SOURCE DOCUMENT:

------------------------------------------------------------

First, Leopold’s platform for an independent working-class political organization leans heavily on economic issues. But any hope for a future working-class political party surely depends at least in part on upending the rules of the political game in the United States. In 2016, Bernie Sanders championed the call for a “political revolution.” That seems more urgent than ever. Without proportional representation and ranked-choice voting in presidential and Senate elections, public financing of campaigns and a ban on political spending by corporations and the rich, and breaking the power of the reactionary-dominated Supreme Court, it’s hard to imagine that a third party will ever make much headway.
Of course, making the case for democratic reforms seems, at least on the surface, to be a harder task than making the case for economic redistribution. But if an oligarchy really controls American politics today, the case has to be made somehow. A thorough democratization of the political system will be a necessary first step to winning economic reforms.
Ours wouldn’t be the first labor-based political movement to face this kind of problem. The labor and social democratic parties of the late nineteenth century also had to first break the political stranglehold of oligarchies before moving a social democratic economic agenda forward. The Chartists in Britain — one of the world’s first truly working-class political movements — foregrounded the need for political reforms and won the support of millions of workers. Every working-class party after them followed a similar track: break the political power of oligarchs first, then redistribute income and wealth. At one point in his book, Leopold calls for the drafting of a new “People’s Charter” to serve as a program for a new working-class political movement. Such a charter should make room for democratic reforms, especially if an independent workers’ political association aspires to transform itself into a new Labor Party.

------------------------------------------------------------

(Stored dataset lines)
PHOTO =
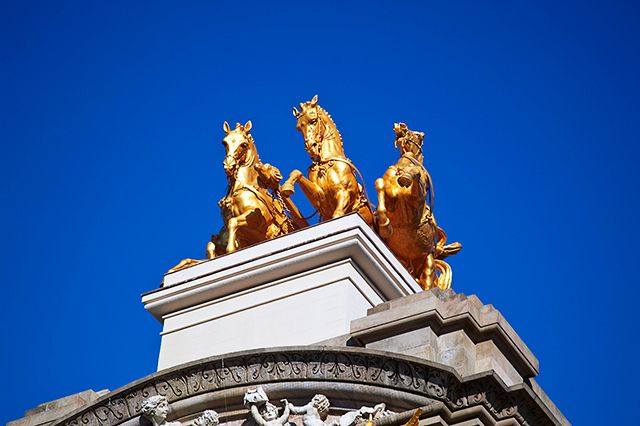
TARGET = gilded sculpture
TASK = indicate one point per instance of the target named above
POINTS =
(332, 186)
(252, 209)
(256, 208)
(405, 214)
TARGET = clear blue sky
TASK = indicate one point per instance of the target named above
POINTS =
(111, 164)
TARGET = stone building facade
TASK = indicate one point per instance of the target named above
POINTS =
(328, 311)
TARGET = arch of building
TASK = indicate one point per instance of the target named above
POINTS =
(349, 377)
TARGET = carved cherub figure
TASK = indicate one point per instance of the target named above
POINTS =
(208, 418)
(155, 410)
(315, 412)
(262, 411)
(363, 414)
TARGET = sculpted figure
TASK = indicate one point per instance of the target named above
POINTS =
(332, 186)
(315, 412)
(364, 414)
(405, 214)
(252, 209)
(155, 410)
(263, 412)
(208, 418)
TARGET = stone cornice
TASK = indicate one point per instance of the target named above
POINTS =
(324, 365)
(445, 312)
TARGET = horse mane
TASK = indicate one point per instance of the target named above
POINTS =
(328, 120)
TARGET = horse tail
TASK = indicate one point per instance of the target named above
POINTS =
(445, 275)
(443, 250)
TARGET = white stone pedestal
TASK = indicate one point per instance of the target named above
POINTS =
(299, 289)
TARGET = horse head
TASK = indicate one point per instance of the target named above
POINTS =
(311, 125)
(241, 151)
(408, 140)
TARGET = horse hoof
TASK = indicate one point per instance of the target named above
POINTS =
(404, 181)
(287, 190)
(385, 231)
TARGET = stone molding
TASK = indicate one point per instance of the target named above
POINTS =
(347, 237)
(446, 312)
(325, 365)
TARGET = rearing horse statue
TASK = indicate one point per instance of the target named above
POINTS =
(252, 209)
(332, 186)
(405, 214)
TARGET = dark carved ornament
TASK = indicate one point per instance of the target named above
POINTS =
(318, 364)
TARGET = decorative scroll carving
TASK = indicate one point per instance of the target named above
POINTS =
(320, 365)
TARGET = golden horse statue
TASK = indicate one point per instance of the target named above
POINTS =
(252, 209)
(405, 214)
(332, 186)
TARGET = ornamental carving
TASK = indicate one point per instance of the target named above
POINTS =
(324, 365)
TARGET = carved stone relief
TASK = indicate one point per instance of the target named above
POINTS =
(319, 365)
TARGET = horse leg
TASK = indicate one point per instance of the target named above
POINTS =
(428, 278)
(287, 187)
(342, 202)
(312, 191)
(384, 227)
(232, 225)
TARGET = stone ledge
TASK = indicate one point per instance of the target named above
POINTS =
(446, 312)
(309, 369)
(50, 411)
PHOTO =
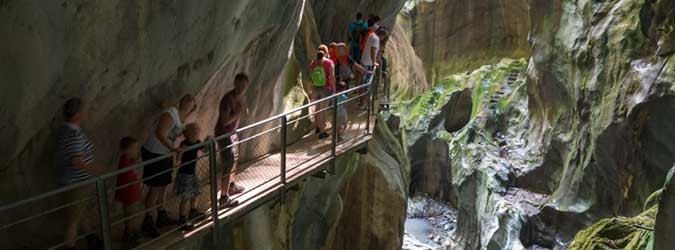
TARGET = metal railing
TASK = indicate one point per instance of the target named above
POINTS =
(280, 157)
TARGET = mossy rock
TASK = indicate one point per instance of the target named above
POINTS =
(620, 232)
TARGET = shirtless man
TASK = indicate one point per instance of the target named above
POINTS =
(231, 108)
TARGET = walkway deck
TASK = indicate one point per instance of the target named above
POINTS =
(261, 177)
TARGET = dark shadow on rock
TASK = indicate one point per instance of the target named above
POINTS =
(456, 113)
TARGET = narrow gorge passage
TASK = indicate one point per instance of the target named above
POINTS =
(494, 124)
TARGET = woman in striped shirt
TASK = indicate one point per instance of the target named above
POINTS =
(76, 159)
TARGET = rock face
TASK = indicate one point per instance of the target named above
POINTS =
(665, 219)
(430, 169)
(455, 36)
(129, 61)
(600, 98)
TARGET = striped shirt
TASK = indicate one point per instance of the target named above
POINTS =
(73, 143)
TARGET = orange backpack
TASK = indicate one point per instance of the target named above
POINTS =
(341, 53)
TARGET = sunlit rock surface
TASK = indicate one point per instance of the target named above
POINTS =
(455, 36)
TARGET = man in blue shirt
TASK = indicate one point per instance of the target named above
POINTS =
(356, 34)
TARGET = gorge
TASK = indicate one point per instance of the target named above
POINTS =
(513, 124)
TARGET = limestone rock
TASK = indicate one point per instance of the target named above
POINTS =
(665, 219)
(454, 36)
(430, 169)
(456, 113)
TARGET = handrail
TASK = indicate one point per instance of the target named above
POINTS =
(210, 143)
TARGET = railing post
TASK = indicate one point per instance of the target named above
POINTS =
(104, 214)
(214, 190)
(335, 135)
(282, 170)
(369, 107)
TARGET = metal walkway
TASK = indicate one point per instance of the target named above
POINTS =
(272, 166)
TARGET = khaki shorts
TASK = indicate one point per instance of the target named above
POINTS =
(319, 93)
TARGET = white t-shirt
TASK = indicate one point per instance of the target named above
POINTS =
(372, 42)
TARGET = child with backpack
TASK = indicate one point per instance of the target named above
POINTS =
(356, 32)
(322, 76)
(187, 185)
(128, 190)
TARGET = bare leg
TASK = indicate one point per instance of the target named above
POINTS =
(151, 199)
(193, 203)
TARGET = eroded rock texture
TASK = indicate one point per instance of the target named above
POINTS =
(129, 61)
(601, 95)
(454, 36)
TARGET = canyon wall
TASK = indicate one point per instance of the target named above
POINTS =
(601, 101)
(455, 36)
(129, 61)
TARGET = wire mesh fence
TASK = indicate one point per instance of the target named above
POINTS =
(270, 157)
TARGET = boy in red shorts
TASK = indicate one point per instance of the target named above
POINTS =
(128, 190)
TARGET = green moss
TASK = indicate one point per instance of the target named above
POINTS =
(619, 232)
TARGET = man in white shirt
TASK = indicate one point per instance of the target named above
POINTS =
(370, 51)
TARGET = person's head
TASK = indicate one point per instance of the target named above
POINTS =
(324, 49)
(320, 55)
(341, 86)
(240, 84)
(73, 111)
(188, 104)
(381, 33)
(130, 148)
(191, 132)
(374, 22)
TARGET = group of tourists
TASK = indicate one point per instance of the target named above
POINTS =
(335, 68)
(76, 159)
(338, 65)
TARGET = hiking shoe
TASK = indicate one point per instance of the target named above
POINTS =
(163, 219)
(194, 214)
(235, 189)
(93, 242)
(149, 227)
(185, 224)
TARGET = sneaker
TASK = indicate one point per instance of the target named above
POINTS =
(226, 202)
(93, 242)
(194, 214)
(185, 224)
(235, 189)
(149, 227)
(163, 219)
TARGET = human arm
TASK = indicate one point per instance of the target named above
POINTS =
(165, 122)
(373, 55)
(361, 69)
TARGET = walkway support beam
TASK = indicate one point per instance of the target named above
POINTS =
(333, 145)
(103, 213)
(214, 190)
(282, 175)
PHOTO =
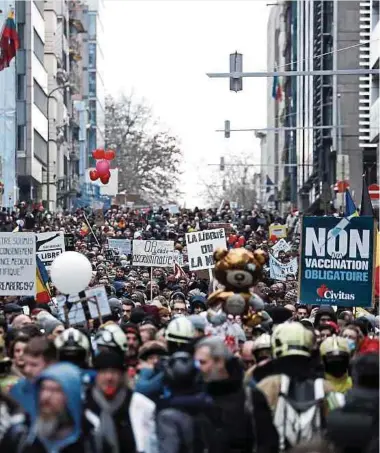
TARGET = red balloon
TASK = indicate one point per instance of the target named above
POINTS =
(103, 167)
(105, 179)
(94, 175)
(109, 154)
(98, 154)
(232, 239)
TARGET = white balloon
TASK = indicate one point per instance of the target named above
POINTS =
(71, 272)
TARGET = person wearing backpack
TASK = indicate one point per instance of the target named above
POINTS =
(354, 428)
(290, 406)
(186, 419)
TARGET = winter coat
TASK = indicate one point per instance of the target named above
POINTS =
(85, 437)
(187, 424)
(355, 426)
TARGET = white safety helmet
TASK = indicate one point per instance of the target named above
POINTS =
(73, 346)
(180, 330)
(111, 336)
(262, 342)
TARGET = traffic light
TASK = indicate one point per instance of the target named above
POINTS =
(222, 164)
(227, 129)
(236, 66)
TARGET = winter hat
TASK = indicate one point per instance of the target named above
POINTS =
(49, 324)
(152, 347)
(106, 360)
(198, 322)
(12, 308)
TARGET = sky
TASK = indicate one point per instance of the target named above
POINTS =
(161, 51)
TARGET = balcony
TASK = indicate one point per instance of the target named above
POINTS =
(375, 121)
(75, 49)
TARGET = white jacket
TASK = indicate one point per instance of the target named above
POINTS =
(142, 416)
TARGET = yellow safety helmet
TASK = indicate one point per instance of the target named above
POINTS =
(291, 338)
(334, 346)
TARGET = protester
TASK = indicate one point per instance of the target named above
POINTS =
(159, 370)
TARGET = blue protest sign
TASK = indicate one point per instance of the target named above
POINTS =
(337, 261)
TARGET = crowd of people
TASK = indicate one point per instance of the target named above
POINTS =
(164, 373)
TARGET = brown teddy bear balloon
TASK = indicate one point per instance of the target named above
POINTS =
(238, 270)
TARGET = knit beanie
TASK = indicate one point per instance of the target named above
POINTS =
(109, 360)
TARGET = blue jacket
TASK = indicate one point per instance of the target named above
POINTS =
(22, 393)
(150, 383)
(69, 377)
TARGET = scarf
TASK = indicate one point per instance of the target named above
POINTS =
(107, 410)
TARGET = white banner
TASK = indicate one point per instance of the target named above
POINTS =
(123, 245)
(201, 246)
(279, 271)
(99, 296)
(153, 253)
(178, 258)
(49, 246)
(17, 264)
(279, 246)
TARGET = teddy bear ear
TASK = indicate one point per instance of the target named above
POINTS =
(219, 254)
(260, 256)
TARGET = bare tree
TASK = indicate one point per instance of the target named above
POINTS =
(147, 157)
(236, 183)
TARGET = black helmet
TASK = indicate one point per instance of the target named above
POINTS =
(180, 371)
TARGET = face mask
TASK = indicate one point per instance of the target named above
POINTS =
(337, 367)
(351, 344)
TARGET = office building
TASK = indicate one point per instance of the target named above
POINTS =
(95, 88)
(374, 91)
(318, 105)
(274, 156)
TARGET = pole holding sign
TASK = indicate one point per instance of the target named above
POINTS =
(153, 253)
(201, 246)
(337, 264)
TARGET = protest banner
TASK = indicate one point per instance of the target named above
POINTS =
(228, 228)
(98, 302)
(201, 246)
(49, 246)
(279, 271)
(337, 261)
(69, 242)
(280, 246)
(277, 230)
(122, 245)
(153, 253)
(17, 264)
(178, 258)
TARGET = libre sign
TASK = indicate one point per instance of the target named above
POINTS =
(337, 270)
(201, 246)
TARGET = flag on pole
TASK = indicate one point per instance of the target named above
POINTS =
(366, 207)
(179, 272)
(84, 230)
(269, 184)
(350, 209)
(43, 294)
(276, 88)
(9, 42)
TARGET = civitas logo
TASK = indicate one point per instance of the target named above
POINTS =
(325, 293)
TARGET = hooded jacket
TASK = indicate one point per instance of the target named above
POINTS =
(85, 437)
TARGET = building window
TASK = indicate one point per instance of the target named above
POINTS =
(92, 55)
(21, 33)
(91, 26)
(92, 112)
(40, 6)
(40, 98)
(39, 47)
(20, 87)
(40, 147)
(20, 137)
(92, 84)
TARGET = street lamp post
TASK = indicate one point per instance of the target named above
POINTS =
(50, 96)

------------------------------------------------------------

DIRECTIONS: How would this sentence from the passage on working-class politics read in Spanish: "A thorough democratization of the political system will be a necessary first step to winning economic reforms."?

RESPONSE TO THE TASK: Una democratización a fondo del sistema político será un primer paso necesario para conseguir reformas económicas.